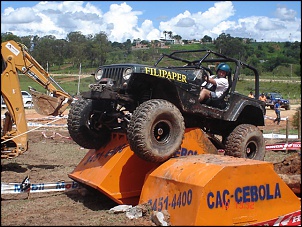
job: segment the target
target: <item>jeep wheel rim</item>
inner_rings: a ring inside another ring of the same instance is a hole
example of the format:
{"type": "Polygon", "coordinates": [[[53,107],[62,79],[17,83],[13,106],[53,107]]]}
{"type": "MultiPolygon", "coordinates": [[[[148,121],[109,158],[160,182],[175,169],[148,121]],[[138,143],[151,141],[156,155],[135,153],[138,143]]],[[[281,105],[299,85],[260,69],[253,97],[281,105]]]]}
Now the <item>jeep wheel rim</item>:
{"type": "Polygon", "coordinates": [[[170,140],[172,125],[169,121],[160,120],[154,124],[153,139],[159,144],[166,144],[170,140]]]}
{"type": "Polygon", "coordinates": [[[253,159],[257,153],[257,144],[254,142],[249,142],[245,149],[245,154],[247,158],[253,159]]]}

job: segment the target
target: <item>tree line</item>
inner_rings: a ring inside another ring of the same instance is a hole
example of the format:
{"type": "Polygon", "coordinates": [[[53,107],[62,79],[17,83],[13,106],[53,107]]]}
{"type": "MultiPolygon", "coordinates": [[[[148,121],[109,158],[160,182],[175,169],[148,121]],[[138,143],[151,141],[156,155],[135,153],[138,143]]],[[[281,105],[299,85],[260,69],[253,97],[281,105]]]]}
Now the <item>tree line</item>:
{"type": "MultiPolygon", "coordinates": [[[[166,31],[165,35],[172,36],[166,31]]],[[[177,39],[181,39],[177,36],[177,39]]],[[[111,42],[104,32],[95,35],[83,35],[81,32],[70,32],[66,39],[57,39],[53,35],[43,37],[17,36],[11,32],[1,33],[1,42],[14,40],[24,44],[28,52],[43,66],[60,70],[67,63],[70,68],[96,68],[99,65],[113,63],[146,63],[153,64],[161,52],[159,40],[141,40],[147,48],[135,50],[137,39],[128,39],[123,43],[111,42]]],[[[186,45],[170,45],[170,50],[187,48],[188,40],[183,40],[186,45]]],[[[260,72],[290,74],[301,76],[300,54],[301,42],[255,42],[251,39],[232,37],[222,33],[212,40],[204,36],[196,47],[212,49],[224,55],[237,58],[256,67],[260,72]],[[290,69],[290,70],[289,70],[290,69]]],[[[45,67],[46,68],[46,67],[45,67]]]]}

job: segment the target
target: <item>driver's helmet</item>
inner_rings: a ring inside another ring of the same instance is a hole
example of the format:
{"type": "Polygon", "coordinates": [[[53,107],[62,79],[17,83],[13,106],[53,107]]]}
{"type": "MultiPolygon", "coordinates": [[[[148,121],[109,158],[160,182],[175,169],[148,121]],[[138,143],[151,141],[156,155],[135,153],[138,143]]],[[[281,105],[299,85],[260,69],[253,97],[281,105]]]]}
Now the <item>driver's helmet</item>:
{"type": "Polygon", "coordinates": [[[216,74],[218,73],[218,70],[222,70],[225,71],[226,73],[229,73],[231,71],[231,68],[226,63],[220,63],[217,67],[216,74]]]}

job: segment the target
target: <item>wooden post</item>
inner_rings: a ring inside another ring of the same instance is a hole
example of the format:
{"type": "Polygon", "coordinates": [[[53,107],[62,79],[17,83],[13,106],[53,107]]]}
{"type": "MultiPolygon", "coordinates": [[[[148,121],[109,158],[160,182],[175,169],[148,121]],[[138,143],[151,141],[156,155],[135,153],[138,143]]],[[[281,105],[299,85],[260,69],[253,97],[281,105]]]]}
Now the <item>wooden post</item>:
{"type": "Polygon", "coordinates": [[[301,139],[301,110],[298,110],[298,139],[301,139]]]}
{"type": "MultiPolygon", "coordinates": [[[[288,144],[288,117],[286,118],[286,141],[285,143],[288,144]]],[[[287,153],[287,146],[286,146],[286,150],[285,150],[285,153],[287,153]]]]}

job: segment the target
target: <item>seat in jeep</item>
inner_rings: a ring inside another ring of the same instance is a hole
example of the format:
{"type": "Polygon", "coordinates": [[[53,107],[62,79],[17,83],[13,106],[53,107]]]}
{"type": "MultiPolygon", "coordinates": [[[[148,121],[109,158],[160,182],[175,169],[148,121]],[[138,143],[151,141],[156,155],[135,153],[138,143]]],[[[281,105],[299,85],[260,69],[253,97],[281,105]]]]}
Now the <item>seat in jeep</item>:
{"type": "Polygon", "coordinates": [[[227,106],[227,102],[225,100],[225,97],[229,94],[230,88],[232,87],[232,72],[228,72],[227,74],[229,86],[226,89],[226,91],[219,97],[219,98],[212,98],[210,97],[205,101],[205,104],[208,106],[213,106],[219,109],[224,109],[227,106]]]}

Work instruction:
When you write out the material again, keep every word exact and omit the pictures.

Your solution:
job: segment the target
target: <item>jeep wheel rim</item>
inner_rings: a ring inside another ring of the same instance is a hole
example of the format:
{"type": "Polygon", "coordinates": [[[53,107],[62,79],[17,83],[13,106],[53,107]]]}
{"type": "MultiPolygon", "coordinates": [[[[148,121],[109,158],[160,182],[175,169],[148,121]],[[138,143],[151,141],[156,155],[135,153],[138,143]]],[[[281,105],[299,85],[260,69],[253,97],[281,105]]]]}
Now the <item>jeep wheel rim</item>:
{"type": "Polygon", "coordinates": [[[170,140],[172,125],[169,121],[160,120],[154,124],[153,139],[159,144],[166,144],[170,140]]]}
{"type": "Polygon", "coordinates": [[[253,159],[257,153],[257,144],[254,142],[249,142],[245,149],[245,154],[247,158],[253,159]]]}

job: segment the target
target: <item>tree line</item>
inner_rings: a ring inside another ring of the same instance is a hole
example of the format:
{"type": "Polygon", "coordinates": [[[53,107],[62,79],[17,83],[13,106],[53,107]]]}
{"type": "MultiPolygon", "coordinates": [[[[148,121],[109,158],[160,182],[175,169],[148,121]],[[138,143],[151,141],[156,155],[135,153],[138,143]]],[[[281,105],[299,85],[260,69],[253,97],[281,105]]]]}
Now the <item>tree line</item>:
{"type": "MultiPolygon", "coordinates": [[[[166,31],[165,35],[172,36],[166,31]]],[[[177,39],[181,39],[177,36],[177,39]]],[[[111,42],[104,32],[95,35],[83,35],[81,32],[70,32],[66,39],[57,39],[53,35],[43,37],[17,36],[11,32],[1,33],[1,42],[14,40],[24,44],[28,52],[43,66],[60,70],[67,63],[70,68],[96,68],[99,65],[113,63],[146,63],[153,64],[161,52],[159,40],[141,40],[147,48],[135,50],[137,39],[128,39],[123,43],[111,42]]],[[[186,45],[170,45],[170,50],[187,48],[188,40],[183,40],[186,45]]],[[[260,72],[290,74],[301,76],[300,54],[301,42],[255,42],[251,39],[232,37],[222,33],[212,40],[204,36],[196,47],[212,49],[224,55],[237,58],[256,67],[260,72]],[[290,69],[290,70],[289,70],[290,69]]],[[[45,67],[46,68],[46,67],[45,67]]]]}

job: segment the target
target: <item>driver's helmet</item>
inner_rings: a ring inside another ring of the same instance is a hole
example of the format:
{"type": "Polygon", "coordinates": [[[53,107],[62,79],[17,83],[13,106],[53,107]]]}
{"type": "MultiPolygon", "coordinates": [[[[148,121],[109,158],[160,182],[175,169],[148,121]],[[138,143],[151,141],[156,155],[135,153],[138,143]]],[[[281,105],[299,85],[260,69],[253,97],[281,105]]]]}
Now the <item>driver's helmet</item>:
{"type": "Polygon", "coordinates": [[[216,74],[218,73],[218,70],[222,70],[225,71],[226,73],[229,73],[231,71],[231,68],[226,63],[220,63],[217,67],[216,74]]]}

job: segment the target
target: <item>wooden post</item>
inner_rings: a ring inside another ring of the same instance is a hole
example of the format:
{"type": "Polygon", "coordinates": [[[53,107],[62,79],[17,83],[13,106],[53,107]]]}
{"type": "MultiPolygon", "coordinates": [[[[148,121],[109,158],[160,182],[175,169],[148,121]],[[138,143],[151,141],[156,155],[135,153],[138,143]]],[[[281,105],[299,85],[260,69],[253,97],[281,105]]]]}
Now the <item>wooden post</item>:
{"type": "Polygon", "coordinates": [[[301,139],[301,110],[298,110],[298,139],[301,139]]]}
{"type": "MultiPolygon", "coordinates": [[[[288,144],[288,117],[286,118],[286,141],[285,143],[288,144]]],[[[287,153],[287,146],[286,146],[286,150],[285,150],[285,153],[287,153]]]]}

job: segment the target
target: <item>seat in jeep</item>
inner_rings: a ring inside another ring of the same instance is a hole
example of the format:
{"type": "Polygon", "coordinates": [[[53,107],[62,79],[17,83],[13,106],[53,107]]]}
{"type": "MultiPolygon", "coordinates": [[[[148,121],[109,158],[160,182],[175,169],[148,121]],[[138,143],[151,141],[156,155],[135,153],[138,143]]],[[[281,105],[299,85],[260,69],[253,97],[281,105]]]]}
Now the <item>seat in jeep</item>:
{"type": "Polygon", "coordinates": [[[227,106],[227,102],[225,100],[225,97],[229,94],[230,88],[232,87],[232,72],[228,72],[227,74],[229,86],[226,89],[226,91],[219,97],[219,98],[212,98],[210,97],[205,101],[205,104],[208,106],[213,106],[219,109],[224,109],[227,106]]]}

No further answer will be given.